◆ TEXT DES DOKUMENTS ◆
Hmm kann es schlecht beurteilen weil ich noch keinen hatte. Grafikkarten technisch würde es halt Sinn machen da ich auch mal mehr wie 120FPS habe.  G-sync ist kein must have aber nice wäre es schon. Bisher nix schlechtes von G-sync oder freesync gehört, so alles viel flüssiger rüberkommen.


----------



## 0ssi (23. August 2017)

*AW: Monitor für Gaming/Shooter*

Flüssiger nur im Vergleich zu V-Sync und bei niedrigeren FPS. Wenn du jetzt auf deinem mit 120FPS@120Hz ohne V-Sync zockst merkst du fast keinen Unterschied zu 144FPS@144Hz.
Wenn dein Asus ein natives 8 bit Panel hat dann könnte beim neuen Acer die Bildqualität sogar minimal schlechter sein. Also nicht zu sehr vom Nvidia G-Sync Marketing blenden lassen.


----------



## Schnuetz1 (23. August 2017)

*AW: Monitor für Gaming/Shooter*



bigpin schrieb:


> Hmm kann es schlecht beurteilen weil ich noch keinen hatte. Grafikkarten technisch würde es halt Sinn machen da ich auch mal mehr wie 120FPS habe.  G-sync ist kein must have aber nice wäre es schon. Bisher nix schlechtes von G-sync oder freesync gehört, so alles viel flüssiger rüberkommen.

◆ INHALT DES DATENSATZES ◆

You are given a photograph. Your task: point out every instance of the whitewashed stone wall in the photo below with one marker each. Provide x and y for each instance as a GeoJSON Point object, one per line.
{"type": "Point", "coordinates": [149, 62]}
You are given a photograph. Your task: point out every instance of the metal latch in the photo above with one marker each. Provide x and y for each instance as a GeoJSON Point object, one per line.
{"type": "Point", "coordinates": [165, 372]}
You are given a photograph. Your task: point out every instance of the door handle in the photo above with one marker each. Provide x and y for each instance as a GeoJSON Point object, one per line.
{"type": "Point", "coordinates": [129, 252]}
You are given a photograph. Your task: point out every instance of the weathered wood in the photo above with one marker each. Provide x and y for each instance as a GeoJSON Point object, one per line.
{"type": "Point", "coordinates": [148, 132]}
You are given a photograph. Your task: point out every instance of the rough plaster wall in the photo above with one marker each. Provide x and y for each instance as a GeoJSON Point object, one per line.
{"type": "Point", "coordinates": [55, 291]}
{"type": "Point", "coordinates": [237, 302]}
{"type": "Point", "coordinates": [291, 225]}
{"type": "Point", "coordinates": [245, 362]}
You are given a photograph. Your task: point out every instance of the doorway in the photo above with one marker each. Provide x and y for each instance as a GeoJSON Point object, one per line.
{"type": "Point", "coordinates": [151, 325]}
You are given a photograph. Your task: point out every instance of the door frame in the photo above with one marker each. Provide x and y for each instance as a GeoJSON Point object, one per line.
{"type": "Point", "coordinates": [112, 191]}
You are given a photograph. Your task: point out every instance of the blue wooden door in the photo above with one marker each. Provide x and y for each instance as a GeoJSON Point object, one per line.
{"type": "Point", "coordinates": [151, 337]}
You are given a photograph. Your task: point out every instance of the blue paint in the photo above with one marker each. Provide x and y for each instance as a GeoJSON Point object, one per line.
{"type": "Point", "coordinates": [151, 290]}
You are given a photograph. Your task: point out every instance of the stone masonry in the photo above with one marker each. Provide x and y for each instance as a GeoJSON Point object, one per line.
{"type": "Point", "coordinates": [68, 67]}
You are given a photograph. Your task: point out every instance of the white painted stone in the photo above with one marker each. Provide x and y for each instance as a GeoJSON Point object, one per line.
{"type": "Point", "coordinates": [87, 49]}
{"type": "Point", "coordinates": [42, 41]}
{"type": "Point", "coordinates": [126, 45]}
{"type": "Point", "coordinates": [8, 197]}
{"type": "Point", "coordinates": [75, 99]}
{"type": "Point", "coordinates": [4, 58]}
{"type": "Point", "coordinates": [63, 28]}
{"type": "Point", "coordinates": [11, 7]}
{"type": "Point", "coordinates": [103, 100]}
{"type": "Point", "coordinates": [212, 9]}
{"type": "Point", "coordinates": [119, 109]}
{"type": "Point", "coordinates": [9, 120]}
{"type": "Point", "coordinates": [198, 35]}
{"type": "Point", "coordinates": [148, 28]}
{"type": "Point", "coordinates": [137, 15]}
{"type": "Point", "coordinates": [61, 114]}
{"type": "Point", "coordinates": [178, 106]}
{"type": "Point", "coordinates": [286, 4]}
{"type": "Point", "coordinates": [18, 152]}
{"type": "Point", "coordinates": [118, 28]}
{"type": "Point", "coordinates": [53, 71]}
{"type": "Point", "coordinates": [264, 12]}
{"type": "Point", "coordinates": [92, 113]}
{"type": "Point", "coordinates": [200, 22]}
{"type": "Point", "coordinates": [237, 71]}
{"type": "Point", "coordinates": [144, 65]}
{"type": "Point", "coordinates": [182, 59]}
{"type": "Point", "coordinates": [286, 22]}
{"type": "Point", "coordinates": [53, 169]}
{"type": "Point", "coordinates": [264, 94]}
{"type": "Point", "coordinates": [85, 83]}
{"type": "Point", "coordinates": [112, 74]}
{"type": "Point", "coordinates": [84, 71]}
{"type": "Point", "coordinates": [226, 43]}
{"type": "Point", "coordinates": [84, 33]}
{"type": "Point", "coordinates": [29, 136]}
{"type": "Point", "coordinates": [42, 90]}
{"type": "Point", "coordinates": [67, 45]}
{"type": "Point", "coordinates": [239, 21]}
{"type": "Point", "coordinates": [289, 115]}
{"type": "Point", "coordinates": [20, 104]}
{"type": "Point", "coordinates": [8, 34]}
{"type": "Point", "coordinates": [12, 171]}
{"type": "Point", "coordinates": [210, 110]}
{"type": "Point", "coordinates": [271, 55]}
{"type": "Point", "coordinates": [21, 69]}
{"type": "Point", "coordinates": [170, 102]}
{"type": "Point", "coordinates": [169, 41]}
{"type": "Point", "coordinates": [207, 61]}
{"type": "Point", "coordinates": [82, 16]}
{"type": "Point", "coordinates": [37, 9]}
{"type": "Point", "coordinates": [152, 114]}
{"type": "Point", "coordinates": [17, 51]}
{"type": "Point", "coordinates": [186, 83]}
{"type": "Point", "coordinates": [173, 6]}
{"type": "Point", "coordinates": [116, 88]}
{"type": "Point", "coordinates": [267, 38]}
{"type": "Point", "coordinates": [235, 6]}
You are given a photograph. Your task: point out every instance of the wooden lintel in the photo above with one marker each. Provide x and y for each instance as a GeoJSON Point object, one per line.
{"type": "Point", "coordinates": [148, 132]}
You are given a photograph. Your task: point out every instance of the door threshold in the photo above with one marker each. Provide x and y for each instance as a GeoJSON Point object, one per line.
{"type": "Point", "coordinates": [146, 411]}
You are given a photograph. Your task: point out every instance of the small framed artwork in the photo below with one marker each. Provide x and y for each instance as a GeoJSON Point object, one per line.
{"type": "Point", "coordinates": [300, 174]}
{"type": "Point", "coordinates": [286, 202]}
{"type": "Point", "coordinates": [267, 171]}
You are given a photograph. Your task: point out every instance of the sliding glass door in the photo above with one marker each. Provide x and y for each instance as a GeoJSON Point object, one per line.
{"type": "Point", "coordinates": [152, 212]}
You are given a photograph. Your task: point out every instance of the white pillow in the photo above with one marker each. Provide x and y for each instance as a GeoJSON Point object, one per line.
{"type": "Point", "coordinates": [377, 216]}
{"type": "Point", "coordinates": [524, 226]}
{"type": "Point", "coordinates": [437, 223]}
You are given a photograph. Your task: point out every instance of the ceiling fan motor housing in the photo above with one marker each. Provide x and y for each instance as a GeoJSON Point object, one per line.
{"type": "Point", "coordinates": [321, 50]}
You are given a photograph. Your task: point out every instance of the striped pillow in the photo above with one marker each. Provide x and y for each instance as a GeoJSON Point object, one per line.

◆ ZU ERLEDIGENDE AUFGABE ◆
Gib den Forenthread über Gaming-Monitore vollständig und wortgetreu wieder. Die Auflistung spielt hierfür keine Rolle.

◆ LÖSUNG DER AUFGABE ◆
Hmm kann es schlecht beurteilen weil ich noch keinen hatte. Grafikkarten technisch würde es halt Sinn machen da ich auch mal mehr wie 120FPS habe.  G-sync ist kein must have aber nice wäre es schon. Bisher nix schlechtes von G-sync oder freesync gehört, so alles viel flüssiger rüberkommen.


----------



## 0ssi (23. August 2017)

*AW: Monitor für Gaming/Shooter*

Flüssiger nur im Vergleich zu V-Sync und bei niedrigeren FPS. Wenn du jetzt auf deinem mit 120FPS@120Hz ohne V-Sync zockst merkst du fast keinen Unterschied zu 144FPS@144Hz.
Wenn dein Asus ein natives 8 bit Panel hat dann könnte beim neuen Acer die Bildqualität sogar minimal schlechter sein. Also nicht zu sehr vom Nvidia G-Sync Marketing blenden lassen.


----------



## Schnuetz1 (23. August 2017)

*AW: Monitor für Gaming/Shooter*



bigpin schrieb:


> Hmm kann es schlecht beurteilen weil ich noch keinen hatte. Grafikkarten technisch würde es halt Sinn machen da ich auch mal mehr wie 120FPS habe.  G-sync ist kein must have aber nice wäre es schon. Bisher nix schlechtes von G-sync oder freesync gehört, so alles viel flüssiger rüberkommen.